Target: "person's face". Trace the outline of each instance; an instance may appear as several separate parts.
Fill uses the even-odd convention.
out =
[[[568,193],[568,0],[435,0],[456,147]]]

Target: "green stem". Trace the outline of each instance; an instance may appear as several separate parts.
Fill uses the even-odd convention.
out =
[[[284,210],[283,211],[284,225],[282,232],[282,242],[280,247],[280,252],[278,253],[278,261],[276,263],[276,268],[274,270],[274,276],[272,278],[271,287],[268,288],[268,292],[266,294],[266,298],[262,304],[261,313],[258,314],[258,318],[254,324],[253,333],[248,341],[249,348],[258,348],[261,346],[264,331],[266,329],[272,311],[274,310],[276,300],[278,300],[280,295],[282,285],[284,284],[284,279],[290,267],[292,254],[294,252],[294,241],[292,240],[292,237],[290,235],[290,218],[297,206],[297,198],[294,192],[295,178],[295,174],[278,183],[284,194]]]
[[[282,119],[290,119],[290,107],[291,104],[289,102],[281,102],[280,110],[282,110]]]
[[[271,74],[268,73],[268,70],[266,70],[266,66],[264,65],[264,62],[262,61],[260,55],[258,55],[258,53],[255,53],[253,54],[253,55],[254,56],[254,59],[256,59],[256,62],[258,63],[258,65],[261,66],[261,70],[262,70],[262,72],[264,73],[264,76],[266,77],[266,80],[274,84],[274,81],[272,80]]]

==

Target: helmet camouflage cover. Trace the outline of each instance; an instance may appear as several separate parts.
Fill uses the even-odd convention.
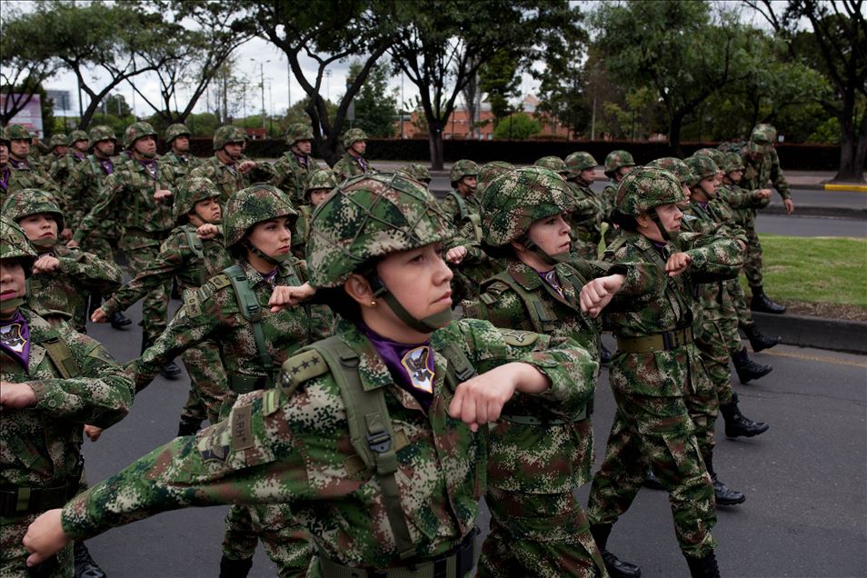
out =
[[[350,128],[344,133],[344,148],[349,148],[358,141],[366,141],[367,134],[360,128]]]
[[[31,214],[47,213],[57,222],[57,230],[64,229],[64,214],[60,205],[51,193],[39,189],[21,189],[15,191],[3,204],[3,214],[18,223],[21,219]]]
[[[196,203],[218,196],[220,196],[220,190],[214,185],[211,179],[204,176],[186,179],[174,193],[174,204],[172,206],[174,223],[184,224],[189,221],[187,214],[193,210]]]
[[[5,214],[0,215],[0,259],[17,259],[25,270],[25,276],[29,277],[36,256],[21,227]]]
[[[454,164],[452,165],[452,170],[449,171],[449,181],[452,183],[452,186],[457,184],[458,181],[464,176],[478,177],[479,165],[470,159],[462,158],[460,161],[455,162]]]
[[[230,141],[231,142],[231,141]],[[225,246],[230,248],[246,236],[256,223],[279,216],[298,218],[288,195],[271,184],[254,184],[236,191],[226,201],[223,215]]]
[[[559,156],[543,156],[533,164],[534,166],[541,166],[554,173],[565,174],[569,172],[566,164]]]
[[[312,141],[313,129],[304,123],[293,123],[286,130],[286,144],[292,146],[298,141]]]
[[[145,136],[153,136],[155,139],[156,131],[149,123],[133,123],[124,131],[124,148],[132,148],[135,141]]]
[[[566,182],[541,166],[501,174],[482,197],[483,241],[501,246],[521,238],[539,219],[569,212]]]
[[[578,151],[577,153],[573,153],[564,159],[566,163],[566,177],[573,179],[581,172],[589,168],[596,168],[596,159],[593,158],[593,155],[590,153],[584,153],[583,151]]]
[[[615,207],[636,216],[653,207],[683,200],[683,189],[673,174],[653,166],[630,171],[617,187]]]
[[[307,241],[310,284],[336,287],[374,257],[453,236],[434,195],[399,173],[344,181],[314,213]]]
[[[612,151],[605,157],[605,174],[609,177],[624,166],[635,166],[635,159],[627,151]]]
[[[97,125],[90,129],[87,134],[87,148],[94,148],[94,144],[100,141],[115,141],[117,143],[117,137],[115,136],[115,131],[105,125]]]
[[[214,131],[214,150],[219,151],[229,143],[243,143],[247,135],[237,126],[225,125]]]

**Given problem**
Gather every line of the records that contains the word "each", and treat uppercase and lowercase as different.

**Problem solution**
Target: "person's face". Trace the outline of each instance; an instance may appear as several separate parts.
Target: "green stem". Trace the outline of each instance; an instance may appear as several separate parts.
Target: helmet camouflage cover. Trace the outline of each instance; an instance may appear as several separate parts.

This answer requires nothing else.